● **INSTRUCTIONS FOR THE TASK**
Only one span of the listing below is wanted: the lines from the one with "Where can the man's right" through the one with "Target: zipper pull", reproduced exactly, both ends kept.

━━━ INPUT MATERIAL

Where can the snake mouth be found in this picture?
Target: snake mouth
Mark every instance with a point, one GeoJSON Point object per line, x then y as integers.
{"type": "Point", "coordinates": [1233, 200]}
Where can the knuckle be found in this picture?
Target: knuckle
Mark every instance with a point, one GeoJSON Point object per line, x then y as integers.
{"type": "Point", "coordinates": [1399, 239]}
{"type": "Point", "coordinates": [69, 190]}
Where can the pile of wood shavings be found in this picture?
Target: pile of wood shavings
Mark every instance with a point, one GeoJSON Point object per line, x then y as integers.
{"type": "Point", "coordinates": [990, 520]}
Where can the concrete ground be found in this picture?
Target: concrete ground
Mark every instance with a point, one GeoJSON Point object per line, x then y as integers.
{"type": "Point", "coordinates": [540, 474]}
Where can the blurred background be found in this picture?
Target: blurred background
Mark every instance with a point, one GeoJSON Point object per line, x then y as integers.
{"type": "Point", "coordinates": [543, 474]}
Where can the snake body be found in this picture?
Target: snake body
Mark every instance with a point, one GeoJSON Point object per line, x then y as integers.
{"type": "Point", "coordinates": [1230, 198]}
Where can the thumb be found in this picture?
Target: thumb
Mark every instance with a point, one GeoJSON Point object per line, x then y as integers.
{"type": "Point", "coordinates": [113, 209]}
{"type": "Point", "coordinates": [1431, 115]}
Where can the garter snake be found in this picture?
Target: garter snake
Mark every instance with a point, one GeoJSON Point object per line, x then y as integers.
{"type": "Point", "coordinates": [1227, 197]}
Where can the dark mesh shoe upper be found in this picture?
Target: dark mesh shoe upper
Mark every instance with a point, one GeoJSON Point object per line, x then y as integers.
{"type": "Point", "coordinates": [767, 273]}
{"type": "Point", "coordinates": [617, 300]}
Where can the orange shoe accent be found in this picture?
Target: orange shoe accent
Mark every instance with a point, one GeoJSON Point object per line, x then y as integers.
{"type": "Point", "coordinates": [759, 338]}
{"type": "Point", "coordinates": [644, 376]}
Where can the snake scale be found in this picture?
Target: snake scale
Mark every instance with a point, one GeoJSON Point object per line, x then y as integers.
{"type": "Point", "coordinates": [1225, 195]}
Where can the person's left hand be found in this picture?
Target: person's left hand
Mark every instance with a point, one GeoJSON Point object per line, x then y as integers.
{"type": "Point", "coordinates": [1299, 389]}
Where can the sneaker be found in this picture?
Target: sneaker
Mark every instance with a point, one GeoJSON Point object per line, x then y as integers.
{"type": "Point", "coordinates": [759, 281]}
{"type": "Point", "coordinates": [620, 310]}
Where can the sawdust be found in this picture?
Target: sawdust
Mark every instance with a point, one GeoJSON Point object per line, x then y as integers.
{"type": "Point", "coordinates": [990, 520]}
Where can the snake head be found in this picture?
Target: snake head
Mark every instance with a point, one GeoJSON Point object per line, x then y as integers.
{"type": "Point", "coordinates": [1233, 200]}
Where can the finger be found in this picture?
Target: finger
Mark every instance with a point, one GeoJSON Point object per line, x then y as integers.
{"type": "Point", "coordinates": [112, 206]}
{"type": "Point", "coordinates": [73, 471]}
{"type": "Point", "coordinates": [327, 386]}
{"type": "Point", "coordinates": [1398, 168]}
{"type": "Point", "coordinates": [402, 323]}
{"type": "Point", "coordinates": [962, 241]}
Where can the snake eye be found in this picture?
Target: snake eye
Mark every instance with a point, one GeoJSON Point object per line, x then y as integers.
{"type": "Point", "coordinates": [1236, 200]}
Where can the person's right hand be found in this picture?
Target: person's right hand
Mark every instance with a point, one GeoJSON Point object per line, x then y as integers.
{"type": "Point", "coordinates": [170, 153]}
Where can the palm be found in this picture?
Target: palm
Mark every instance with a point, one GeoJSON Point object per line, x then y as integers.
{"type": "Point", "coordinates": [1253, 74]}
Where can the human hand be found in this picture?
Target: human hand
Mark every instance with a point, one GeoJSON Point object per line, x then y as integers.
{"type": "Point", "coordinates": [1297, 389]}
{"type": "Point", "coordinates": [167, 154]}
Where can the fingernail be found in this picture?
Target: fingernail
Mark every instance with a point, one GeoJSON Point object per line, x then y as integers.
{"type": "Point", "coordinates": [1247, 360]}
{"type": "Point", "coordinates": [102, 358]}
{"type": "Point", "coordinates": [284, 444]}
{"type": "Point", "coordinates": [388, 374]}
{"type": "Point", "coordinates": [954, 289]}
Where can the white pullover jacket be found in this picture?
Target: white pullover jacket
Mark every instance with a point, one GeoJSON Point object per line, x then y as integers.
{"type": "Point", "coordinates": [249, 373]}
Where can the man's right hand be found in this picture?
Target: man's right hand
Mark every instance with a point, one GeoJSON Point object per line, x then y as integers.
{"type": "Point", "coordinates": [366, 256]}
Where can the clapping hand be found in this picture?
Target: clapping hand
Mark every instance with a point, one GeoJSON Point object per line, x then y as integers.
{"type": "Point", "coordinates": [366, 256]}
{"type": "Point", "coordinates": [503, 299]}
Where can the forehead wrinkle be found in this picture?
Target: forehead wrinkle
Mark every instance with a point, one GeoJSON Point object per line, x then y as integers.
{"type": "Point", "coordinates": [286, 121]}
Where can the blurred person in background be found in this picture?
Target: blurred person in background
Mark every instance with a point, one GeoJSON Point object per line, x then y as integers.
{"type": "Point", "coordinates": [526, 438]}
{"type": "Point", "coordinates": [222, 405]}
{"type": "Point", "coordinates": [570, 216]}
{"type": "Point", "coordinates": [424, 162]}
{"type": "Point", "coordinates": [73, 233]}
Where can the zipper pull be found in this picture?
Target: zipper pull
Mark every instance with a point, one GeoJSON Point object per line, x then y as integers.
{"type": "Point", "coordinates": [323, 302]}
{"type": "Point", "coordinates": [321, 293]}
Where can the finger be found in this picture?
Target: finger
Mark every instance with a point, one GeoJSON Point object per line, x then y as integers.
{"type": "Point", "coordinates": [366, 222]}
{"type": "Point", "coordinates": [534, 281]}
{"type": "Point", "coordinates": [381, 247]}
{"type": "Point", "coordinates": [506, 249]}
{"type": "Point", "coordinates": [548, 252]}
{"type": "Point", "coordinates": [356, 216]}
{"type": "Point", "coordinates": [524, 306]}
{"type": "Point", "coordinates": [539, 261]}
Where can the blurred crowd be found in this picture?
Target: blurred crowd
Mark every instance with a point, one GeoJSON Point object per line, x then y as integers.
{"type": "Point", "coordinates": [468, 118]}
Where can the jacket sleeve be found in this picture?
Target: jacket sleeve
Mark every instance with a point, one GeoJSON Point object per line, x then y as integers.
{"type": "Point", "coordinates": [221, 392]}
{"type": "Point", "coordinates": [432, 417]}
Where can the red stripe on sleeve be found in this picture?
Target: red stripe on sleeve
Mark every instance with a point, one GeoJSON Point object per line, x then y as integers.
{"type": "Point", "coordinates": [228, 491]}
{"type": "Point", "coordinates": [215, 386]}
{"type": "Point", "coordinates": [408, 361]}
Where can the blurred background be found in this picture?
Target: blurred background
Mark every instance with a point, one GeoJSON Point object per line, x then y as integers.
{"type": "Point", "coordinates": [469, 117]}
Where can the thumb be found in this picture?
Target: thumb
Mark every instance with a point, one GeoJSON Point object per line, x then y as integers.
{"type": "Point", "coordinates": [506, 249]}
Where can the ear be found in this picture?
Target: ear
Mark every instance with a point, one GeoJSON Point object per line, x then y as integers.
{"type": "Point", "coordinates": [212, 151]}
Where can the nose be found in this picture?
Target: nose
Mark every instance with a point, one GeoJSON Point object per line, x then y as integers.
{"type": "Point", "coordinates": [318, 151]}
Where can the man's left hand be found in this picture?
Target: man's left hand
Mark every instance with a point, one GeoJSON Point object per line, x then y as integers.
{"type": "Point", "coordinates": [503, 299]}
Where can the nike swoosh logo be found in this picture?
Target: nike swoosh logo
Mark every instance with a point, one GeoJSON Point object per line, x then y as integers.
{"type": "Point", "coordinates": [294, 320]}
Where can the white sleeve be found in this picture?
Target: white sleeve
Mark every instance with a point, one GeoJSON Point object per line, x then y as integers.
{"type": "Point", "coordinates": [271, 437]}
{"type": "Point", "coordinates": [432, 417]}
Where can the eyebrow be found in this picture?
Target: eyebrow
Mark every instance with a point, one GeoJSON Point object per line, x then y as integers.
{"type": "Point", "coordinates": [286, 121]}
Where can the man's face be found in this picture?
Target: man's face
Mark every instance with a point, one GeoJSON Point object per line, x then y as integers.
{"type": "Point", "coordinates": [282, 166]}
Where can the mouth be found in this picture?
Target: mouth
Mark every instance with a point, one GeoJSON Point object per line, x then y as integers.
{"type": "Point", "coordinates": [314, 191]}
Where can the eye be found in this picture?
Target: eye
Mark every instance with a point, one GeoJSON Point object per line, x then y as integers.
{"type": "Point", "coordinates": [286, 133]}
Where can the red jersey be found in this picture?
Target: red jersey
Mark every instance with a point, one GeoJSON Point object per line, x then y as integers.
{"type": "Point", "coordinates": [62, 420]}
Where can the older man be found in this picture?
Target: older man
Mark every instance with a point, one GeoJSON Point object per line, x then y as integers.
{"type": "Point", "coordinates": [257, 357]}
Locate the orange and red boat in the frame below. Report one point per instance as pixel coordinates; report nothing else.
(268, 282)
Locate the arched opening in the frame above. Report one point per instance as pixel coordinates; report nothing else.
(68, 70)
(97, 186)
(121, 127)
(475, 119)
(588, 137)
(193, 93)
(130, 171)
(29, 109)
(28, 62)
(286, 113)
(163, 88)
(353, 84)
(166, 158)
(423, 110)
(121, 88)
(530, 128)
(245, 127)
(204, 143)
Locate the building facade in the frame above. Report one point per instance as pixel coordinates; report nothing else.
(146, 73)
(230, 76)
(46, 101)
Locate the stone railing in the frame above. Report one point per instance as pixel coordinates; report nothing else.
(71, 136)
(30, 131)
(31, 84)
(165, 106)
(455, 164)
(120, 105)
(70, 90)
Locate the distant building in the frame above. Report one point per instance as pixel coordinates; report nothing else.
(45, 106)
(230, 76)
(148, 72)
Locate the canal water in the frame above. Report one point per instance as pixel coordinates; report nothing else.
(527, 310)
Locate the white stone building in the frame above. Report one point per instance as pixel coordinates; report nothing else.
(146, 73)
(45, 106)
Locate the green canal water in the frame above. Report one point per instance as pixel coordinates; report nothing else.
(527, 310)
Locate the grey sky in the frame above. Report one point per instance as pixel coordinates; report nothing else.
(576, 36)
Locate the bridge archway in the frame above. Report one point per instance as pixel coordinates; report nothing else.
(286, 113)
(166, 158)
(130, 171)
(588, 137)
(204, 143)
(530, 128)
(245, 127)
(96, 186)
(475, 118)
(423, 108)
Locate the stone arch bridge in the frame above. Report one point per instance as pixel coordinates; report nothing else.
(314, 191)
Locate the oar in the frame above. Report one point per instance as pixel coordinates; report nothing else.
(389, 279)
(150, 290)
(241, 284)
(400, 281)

━━━━━━

● **SOLUTION FOR THIS PROBLEM**
Where can the man's right hand be found in this picture?
Target: man's right hand
Mark every instance with a point, one GeoJSON Point object per line, x then y as integers.
{"type": "Point", "coordinates": [366, 256]}
Where can the clapping hand be found in this picture?
Target: clapping hand
Mark every instance with a point, one GeoJSON Point object per line, x then y as integers.
{"type": "Point", "coordinates": [366, 256]}
{"type": "Point", "coordinates": [503, 299]}
Where can the forehead wrinkle be found in this picture?
Target: forehead wrinkle
Mark every instance with a point, one GeoJSON Point object per line, x then y as integers.
{"type": "Point", "coordinates": [286, 121]}
Where can the blurred person in background be found in this picture?
Target: blurred person in background
Mark every instance with a point, one GeoJSON Point object per line, x then y as integers.
{"type": "Point", "coordinates": [526, 438]}
{"type": "Point", "coordinates": [222, 405]}
{"type": "Point", "coordinates": [570, 216]}
{"type": "Point", "coordinates": [424, 162]}
{"type": "Point", "coordinates": [73, 233]}
Where can the zipper pull be found in this picture?
Target: zipper pull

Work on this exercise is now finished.